[Named object pointing entries]
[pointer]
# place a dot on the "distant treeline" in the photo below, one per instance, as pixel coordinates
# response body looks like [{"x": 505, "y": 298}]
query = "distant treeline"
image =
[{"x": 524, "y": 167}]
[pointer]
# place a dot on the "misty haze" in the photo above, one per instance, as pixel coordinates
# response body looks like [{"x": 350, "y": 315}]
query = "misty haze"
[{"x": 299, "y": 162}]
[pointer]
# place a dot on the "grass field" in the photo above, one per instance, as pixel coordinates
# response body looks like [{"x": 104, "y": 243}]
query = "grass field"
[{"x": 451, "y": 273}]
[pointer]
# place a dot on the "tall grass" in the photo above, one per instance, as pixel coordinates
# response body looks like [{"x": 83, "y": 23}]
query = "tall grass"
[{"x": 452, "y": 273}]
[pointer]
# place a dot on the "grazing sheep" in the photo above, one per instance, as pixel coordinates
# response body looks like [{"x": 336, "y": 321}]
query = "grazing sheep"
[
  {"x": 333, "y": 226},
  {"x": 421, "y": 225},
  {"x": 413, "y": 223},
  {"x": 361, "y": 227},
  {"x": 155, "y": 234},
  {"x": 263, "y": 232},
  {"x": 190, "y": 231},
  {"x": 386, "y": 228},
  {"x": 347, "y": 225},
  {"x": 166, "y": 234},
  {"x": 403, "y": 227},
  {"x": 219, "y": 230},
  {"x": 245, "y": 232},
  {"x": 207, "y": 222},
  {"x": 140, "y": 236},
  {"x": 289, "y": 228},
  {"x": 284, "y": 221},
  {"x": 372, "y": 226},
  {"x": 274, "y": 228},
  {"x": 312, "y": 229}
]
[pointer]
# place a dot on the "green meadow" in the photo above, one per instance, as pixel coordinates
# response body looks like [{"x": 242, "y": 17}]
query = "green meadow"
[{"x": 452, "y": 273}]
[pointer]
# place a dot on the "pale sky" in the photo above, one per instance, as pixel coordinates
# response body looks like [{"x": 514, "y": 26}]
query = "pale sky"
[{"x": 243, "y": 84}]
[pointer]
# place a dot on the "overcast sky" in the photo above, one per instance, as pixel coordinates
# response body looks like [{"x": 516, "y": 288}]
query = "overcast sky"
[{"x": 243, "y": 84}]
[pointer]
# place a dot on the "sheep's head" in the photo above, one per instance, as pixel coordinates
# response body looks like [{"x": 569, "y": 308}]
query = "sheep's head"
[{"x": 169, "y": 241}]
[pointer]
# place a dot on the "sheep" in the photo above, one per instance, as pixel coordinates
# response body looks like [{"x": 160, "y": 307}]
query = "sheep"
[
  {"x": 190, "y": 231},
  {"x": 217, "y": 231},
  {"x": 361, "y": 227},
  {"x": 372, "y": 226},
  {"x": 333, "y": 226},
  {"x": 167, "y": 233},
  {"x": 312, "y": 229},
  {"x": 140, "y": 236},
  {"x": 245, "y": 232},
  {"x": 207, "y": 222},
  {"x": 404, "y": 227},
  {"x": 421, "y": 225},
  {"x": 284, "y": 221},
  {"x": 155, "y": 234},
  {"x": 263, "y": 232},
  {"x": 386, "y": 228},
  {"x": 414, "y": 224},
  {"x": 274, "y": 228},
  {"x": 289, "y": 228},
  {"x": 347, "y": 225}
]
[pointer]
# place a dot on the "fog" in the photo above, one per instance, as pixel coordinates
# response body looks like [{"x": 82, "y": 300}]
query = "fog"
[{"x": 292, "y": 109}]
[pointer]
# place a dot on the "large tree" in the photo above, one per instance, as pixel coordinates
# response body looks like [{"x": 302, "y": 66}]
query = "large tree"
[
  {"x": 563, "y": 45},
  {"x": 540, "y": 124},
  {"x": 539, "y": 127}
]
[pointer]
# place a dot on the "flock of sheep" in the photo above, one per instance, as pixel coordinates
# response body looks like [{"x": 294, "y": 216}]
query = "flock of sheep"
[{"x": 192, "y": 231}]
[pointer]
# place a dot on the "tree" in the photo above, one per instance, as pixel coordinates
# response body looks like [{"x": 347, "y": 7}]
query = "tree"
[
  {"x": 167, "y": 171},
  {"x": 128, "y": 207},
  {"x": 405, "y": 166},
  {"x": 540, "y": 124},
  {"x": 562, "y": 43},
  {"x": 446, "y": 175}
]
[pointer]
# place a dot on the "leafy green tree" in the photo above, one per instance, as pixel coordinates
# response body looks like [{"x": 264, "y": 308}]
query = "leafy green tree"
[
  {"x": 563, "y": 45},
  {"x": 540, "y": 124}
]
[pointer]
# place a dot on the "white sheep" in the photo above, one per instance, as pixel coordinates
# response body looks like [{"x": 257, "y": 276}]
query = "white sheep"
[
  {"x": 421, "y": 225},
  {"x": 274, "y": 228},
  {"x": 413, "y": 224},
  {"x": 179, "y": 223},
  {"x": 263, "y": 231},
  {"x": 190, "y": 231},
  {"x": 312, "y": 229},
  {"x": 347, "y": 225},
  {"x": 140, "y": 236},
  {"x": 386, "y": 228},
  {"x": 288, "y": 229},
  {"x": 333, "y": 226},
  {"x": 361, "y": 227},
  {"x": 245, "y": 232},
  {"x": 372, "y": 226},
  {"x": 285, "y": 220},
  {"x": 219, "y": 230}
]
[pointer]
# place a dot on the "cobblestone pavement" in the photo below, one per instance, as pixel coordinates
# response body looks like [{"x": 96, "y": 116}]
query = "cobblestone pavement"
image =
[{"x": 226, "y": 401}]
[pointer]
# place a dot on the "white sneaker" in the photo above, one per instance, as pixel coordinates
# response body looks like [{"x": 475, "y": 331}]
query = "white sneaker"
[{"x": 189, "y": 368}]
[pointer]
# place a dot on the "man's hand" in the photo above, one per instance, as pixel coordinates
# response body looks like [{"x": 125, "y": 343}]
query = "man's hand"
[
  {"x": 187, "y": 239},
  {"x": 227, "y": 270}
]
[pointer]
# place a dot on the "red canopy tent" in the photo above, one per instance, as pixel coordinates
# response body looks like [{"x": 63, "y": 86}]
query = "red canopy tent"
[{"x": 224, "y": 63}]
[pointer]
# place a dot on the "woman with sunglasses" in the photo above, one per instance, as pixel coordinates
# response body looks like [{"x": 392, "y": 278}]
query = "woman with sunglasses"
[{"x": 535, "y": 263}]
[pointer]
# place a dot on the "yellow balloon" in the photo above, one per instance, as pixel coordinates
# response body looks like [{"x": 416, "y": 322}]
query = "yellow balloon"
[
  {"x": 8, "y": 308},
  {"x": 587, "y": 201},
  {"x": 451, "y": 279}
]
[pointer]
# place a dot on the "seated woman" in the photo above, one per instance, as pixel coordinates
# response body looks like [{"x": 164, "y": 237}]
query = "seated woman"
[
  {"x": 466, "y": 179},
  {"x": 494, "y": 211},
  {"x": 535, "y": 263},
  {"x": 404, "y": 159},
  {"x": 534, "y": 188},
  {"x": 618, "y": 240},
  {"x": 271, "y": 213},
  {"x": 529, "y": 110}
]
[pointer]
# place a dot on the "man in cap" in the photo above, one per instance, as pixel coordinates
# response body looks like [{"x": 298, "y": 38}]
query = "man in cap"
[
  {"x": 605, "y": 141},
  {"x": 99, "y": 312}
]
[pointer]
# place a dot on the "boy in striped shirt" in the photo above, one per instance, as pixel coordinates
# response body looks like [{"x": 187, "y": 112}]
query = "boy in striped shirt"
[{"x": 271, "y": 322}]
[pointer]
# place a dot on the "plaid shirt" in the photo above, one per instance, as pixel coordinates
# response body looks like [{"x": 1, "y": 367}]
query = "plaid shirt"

_The exercise_
Using the data above, print every record exactly as shown.

_Exercise answer_
[pointer]
# place a dot on the "distant treeline" in the photo below, one per instance, as pixel coordinates
# response body looks like [{"x": 505, "y": 298}]
query = "distant treeline"
image =
[{"x": 524, "y": 167}]
[pointer]
# place a dot on the "misty haze" in the photo above, one per instance, as pixel coordinates
# response body looks like [{"x": 350, "y": 315}]
query = "misty haze"
[{"x": 299, "y": 162}]
[pointer]
# place a dot on the "grass field" in the photo above, one per instance, as pixel coordinates
# response body looks like [{"x": 104, "y": 243}]
query = "grass field"
[{"x": 451, "y": 273}]
[pointer]
# place a dot on the "tall grass" in the photo above, one per instance, as pixel coordinates
# response body looks like [{"x": 83, "y": 23}]
query = "tall grass"
[{"x": 452, "y": 273}]
[pointer]
# place a dot on the "grazing sheep" in the photo above, one per instance, as pixel coordinates
# response body looks like [{"x": 336, "y": 321}]
query = "grazing sheep"
[
  {"x": 333, "y": 226},
  {"x": 421, "y": 225},
  {"x": 413, "y": 223},
  {"x": 361, "y": 227},
  {"x": 155, "y": 234},
  {"x": 263, "y": 232},
  {"x": 190, "y": 231},
  {"x": 386, "y": 228},
  {"x": 347, "y": 225},
  {"x": 166, "y": 234},
  {"x": 403, "y": 227},
  {"x": 219, "y": 230},
  {"x": 245, "y": 232},
  {"x": 207, "y": 222},
  {"x": 140, "y": 236},
  {"x": 289, "y": 228},
  {"x": 284, "y": 221},
  {"x": 372, "y": 226},
  {"x": 274, "y": 228},
  {"x": 312, "y": 229}
]
[pointer]
# place a dot on the "green meadow" in the photo above, one per instance, as pixel coordinates
# response body looks like [{"x": 242, "y": 17}]
query = "green meadow"
[{"x": 452, "y": 273}]
[pointer]
# place a dot on the "pale sky" in the photo above, one per instance, as pixel coordinates
# response body looks like [{"x": 514, "y": 26}]
query = "pale sky"
[{"x": 243, "y": 84}]
[pointer]
# place a dot on the "overcast sky" in the photo above, one per instance, as pixel coordinates
# response body looks like [{"x": 516, "y": 288}]
query = "overcast sky"
[{"x": 243, "y": 84}]
[pointer]
# place a dot on the "sheep's head" in the photo above, one per instance, as pixel coordinates
# response body looks like [{"x": 569, "y": 308}]
query = "sheep's head"
[{"x": 169, "y": 241}]
[pointer]
# place a dot on the "sheep" in the photo above, one per instance, as pixel coordinates
# response body looks like [{"x": 160, "y": 307}]
query = "sheep"
[
  {"x": 190, "y": 231},
  {"x": 217, "y": 231},
  {"x": 361, "y": 227},
  {"x": 372, "y": 226},
  {"x": 333, "y": 226},
  {"x": 167, "y": 233},
  {"x": 312, "y": 229},
  {"x": 140, "y": 236},
  {"x": 245, "y": 232},
  {"x": 207, "y": 222},
  {"x": 404, "y": 227},
  {"x": 421, "y": 225},
  {"x": 284, "y": 221},
  {"x": 155, "y": 234},
  {"x": 263, "y": 232},
  {"x": 386, "y": 228},
  {"x": 414, "y": 224},
  {"x": 274, "y": 228},
  {"x": 289, "y": 228},
  {"x": 347, "y": 225}
]
[pointer]
# place a dot on the "fog" in the photo above, one per instance, as pixel coordinates
# response body looks like [{"x": 82, "y": 300}]
query = "fog"
[{"x": 292, "y": 109}]
[pointer]
# place a dot on the "large tree" in the photo above, one per instance, as pixel coordinates
# response body looks like [{"x": 302, "y": 66}]
query = "large tree"
[
  {"x": 563, "y": 45},
  {"x": 540, "y": 124},
  {"x": 539, "y": 127}
]
[pointer]
# place a dot on the "flock of sheep" in the photo above, one per instance, as pixel coordinates
# response body looks like [{"x": 294, "y": 216}]
query = "flock of sheep"
[{"x": 192, "y": 231}]
[pointer]
# place a dot on the "tree" in the photo above, one per instance, as pixel coordinates
# response body looks like [{"x": 347, "y": 7}]
query = "tree"
[
  {"x": 167, "y": 171},
  {"x": 128, "y": 207},
  {"x": 405, "y": 166},
  {"x": 540, "y": 124},
  {"x": 562, "y": 43},
  {"x": 446, "y": 175}
]
[pointer]
# place a dot on the "leafy green tree" in the photo above, one per instance, as pixel coordinates
# response body looks like [{"x": 264, "y": 308}]
query = "leafy green tree"
[
  {"x": 563, "y": 45},
  {"x": 540, "y": 124}
]
[pointer]
# place a dot on the "white sheep" in the photo above, one per instance, as pixel coordinates
# response body looks like [{"x": 257, "y": 276}]
query = "white sheep"
[
  {"x": 421, "y": 225},
  {"x": 274, "y": 228},
  {"x": 413, "y": 224},
  {"x": 179, "y": 223},
  {"x": 263, "y": 231},
  {"x": 190, "y": 231},
  {"x": 312, "y": 229},
  {"x": 347, "y": 225},
  {"x": 140, "y": 236},
  {"x": 386, "y": 228},
  {"x": 288, "y": 229},
  {"x": 333, "y": 226},
  {"x": 361, "y": 227},
  {"x": 245, "y": 232},
  {"x": 372, "y": 226},
  {"x": 285, "y": 220},
  {"x": 219, "y": 230}
]
[pointer]
# place a dot on the "cobblestone pavement" in the photo below, one per instance, as pixel coordinates
# response body looks like [{"x": 96, "y": 116}]
query = "cobblestone pavement"
image =
[{"x": 226, "y": 401}]
[pointer]
# place a dot on the "white sneaker" in the photo above, one per instance, as pixel coordinates
# response body looks like [{"x": 475, "y": 331}]
query = "white sneaker"
[{"x": 189, "y": 368}]
[pointer]
# place a dot on the "man's hand" in the photo above, one per instance, as pixel coordinates
# response body looks like [{"x": 125, "y": 343}]
query = "man's hand"
[
  {"x": 187, "y": 239},
  {"x": 227, "y": 270}
]
[pointer]
# place a dot on the "red canopy tent" in the photo above, one per instance, as pixel coordinates
# response body looks like [{"x": 63, "y": 86}]
query = "red canopy tent"
[{"x": 224, "y": 63}]
[pointer]
# place a dot on the "woman with sunglasses" in the photo above, one per instance, as pixel coordinates
# response body looks like [{"x": 392, "y": 278}]
query = "woman with sunglasses"
[{"x": 535, "y": 263}]
[pointer]
# place a dot on the "yellow balloon" in the photo above, one per instance, as pixel coordinates
# response body looks like [{"x": 416, "y": 322}]
query = "yellow balloon"
[
  {"x": 8, "y": 308},
  {"x": 587, "y": 201},
  {"x": 451, "y": 279}
]
[pointer]
# place a dot on the "seated woman" in the photo above, one per instance, as pixel coordinates
# response body looks like [{"x": 164, "y": 237}]
query = "seated woman"
[
  {"x": 466, "y": 179},
  {"x": 494, "y": 211},
  {"x": 535, "y": 263},
  {"x": 404, "y": 159},
  {"x": 534, "y": 188},
  {"x": 618, "y": 240},
  {"x": 271, "y": 213},
  {"x": 529, "y": 110}
]
[pointer]
# place a dot on the "man in cap" in the photo above, one per instance, as pixel coordinates
# response body looks like [{"x": 298, "y": 38}]
query = "man in cap"
[
  {"x": 605, "y": 141},
  {"x": 99, "y": 312}
]
[pointer]
# place a dot on the "boy in striped shirt" in the photo above, one per instance, as pixel coordinates
# response body looks like [{"x": 187, "y": 112}]
query = "boy in striped shirt"
[{"x": 271, "y": 322}]
[pointer]
# place a dot on the "plaid shirt" in the photo above, one per instance, as pixel coordinates
# response body looks like [{"x": 1, "y": 367}]
query = "plaid shirt"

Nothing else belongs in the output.